### INPUT MATERIAL
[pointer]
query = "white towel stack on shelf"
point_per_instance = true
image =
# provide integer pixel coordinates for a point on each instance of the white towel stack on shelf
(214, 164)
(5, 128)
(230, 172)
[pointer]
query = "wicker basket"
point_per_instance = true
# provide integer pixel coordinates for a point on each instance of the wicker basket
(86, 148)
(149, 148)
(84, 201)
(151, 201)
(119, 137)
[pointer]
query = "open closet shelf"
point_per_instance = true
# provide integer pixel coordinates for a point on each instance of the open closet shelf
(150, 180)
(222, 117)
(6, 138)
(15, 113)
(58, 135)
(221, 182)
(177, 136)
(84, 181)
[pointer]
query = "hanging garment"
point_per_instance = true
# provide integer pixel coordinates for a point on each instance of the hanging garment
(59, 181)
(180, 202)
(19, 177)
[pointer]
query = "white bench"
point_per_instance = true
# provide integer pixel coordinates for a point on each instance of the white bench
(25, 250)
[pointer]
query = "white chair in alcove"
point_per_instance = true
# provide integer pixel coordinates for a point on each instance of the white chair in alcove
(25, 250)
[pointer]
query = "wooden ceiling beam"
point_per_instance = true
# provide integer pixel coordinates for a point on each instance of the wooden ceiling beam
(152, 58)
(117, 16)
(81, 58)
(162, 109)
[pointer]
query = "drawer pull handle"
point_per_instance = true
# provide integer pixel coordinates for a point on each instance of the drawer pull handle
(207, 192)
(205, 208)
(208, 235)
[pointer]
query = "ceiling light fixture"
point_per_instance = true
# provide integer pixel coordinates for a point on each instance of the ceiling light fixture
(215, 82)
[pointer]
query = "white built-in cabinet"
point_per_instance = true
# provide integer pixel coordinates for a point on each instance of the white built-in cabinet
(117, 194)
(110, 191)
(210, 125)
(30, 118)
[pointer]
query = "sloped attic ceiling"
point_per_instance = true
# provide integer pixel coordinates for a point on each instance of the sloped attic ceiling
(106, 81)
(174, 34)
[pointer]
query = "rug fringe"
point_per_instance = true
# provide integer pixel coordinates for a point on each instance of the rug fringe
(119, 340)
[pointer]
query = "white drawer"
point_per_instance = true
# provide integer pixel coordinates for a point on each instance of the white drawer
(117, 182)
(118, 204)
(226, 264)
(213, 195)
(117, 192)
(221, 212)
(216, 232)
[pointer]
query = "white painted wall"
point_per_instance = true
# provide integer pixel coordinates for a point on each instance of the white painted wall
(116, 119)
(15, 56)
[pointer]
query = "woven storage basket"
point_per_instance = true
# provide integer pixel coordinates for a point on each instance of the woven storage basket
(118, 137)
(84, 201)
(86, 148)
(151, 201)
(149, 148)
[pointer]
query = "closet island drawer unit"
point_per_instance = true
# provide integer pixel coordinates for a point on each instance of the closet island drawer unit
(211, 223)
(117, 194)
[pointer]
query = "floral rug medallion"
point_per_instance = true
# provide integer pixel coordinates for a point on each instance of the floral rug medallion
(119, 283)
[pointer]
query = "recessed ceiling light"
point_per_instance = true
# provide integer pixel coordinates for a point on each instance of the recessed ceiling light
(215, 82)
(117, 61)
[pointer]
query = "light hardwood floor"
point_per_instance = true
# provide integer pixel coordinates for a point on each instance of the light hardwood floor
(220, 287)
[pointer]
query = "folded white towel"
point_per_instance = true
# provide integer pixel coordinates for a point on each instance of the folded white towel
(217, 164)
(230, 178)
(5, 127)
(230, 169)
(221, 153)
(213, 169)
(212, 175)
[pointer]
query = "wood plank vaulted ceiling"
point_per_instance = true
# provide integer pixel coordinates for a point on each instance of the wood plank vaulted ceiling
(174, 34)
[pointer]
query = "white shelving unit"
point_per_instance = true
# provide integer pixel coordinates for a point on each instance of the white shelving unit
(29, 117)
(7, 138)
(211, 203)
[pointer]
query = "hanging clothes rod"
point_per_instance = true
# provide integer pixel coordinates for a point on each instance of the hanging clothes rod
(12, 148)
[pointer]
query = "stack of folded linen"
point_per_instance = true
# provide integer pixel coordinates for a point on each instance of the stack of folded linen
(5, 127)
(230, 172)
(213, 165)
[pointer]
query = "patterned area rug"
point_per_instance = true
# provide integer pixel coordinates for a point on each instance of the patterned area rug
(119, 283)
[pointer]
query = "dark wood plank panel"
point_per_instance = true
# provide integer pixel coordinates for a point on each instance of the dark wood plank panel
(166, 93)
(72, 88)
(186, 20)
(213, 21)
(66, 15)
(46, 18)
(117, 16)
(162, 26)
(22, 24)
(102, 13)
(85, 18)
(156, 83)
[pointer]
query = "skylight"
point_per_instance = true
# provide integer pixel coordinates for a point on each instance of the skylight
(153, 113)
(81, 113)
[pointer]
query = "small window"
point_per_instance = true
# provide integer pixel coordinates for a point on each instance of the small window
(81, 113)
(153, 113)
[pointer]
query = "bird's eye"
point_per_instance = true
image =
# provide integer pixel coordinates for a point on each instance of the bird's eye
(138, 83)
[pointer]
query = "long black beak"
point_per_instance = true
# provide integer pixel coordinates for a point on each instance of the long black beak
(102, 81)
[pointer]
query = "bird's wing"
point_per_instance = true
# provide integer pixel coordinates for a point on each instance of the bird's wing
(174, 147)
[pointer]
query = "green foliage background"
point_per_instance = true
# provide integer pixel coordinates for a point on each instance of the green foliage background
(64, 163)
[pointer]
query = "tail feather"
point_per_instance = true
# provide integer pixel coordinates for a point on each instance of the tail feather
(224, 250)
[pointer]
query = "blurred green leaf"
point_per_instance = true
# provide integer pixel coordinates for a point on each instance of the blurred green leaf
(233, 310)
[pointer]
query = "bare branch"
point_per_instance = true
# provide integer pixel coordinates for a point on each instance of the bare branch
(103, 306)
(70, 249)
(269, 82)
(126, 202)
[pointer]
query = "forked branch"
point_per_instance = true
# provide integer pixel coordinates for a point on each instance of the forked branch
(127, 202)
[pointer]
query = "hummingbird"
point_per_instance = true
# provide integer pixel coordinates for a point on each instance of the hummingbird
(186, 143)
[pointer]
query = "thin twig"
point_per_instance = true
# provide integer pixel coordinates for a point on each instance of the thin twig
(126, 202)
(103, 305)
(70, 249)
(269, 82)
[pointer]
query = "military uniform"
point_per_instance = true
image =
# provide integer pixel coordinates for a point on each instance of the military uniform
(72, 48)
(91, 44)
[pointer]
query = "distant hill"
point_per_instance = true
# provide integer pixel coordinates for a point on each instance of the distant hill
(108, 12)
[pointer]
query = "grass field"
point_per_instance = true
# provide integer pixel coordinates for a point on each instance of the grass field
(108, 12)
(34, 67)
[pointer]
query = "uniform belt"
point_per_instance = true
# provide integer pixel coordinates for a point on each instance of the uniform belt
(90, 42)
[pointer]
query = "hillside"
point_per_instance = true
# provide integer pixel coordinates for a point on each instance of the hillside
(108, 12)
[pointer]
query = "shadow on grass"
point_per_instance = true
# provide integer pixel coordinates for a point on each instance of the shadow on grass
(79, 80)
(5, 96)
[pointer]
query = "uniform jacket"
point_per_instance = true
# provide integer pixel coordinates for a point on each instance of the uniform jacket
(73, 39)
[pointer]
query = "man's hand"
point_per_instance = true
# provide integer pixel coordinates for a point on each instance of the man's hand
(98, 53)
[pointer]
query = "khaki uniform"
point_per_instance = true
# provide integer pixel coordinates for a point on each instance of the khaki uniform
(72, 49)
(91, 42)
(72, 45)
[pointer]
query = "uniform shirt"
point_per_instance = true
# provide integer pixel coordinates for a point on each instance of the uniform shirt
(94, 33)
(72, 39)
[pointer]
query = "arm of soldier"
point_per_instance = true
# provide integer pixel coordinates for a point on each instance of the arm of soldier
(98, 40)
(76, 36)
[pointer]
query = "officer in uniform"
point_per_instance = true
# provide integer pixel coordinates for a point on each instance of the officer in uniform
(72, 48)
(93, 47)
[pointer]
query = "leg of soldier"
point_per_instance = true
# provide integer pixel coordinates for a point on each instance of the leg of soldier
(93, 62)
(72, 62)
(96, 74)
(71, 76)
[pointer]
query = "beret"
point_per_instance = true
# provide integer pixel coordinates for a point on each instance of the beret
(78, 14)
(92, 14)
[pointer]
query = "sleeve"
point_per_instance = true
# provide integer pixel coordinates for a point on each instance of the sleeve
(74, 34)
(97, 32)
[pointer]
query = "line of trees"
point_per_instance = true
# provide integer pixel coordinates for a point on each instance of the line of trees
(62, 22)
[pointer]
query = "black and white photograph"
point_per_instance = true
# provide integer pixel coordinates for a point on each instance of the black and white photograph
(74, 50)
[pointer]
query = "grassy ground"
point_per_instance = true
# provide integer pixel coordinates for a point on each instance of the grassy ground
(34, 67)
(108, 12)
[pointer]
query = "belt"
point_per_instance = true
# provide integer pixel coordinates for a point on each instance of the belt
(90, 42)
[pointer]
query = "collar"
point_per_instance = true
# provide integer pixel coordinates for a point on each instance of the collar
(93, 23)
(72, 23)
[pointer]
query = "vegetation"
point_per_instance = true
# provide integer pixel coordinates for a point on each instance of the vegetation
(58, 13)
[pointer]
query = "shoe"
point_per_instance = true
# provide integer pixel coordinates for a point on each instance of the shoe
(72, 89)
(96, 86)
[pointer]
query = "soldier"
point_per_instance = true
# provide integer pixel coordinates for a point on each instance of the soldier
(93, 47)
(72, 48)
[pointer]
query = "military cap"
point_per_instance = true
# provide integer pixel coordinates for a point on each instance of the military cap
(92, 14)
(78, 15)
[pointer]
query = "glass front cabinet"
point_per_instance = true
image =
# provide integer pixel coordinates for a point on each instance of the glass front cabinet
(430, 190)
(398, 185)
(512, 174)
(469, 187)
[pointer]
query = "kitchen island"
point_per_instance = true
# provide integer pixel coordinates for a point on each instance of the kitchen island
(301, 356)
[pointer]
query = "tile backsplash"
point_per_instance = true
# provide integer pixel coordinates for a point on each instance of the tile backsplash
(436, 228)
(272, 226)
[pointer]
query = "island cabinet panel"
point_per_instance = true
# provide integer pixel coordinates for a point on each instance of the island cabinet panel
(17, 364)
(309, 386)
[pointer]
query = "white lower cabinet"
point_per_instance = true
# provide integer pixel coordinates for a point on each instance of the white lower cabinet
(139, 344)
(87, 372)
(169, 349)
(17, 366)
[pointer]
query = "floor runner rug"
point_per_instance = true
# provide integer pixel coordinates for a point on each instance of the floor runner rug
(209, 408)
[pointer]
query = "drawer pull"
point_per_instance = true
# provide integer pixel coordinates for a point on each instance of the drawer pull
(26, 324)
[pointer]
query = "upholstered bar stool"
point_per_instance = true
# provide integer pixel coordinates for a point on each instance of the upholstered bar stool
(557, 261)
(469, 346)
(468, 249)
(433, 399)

### WHAT THE EXERCISE ASKS
Pick out and copy each line of the records that contains the word "open".

### RESPONSE TO THIS EXERCISE
query = "open closet shelf"
# provide integer pixel coordinates for a point on each instance of the open closet shelf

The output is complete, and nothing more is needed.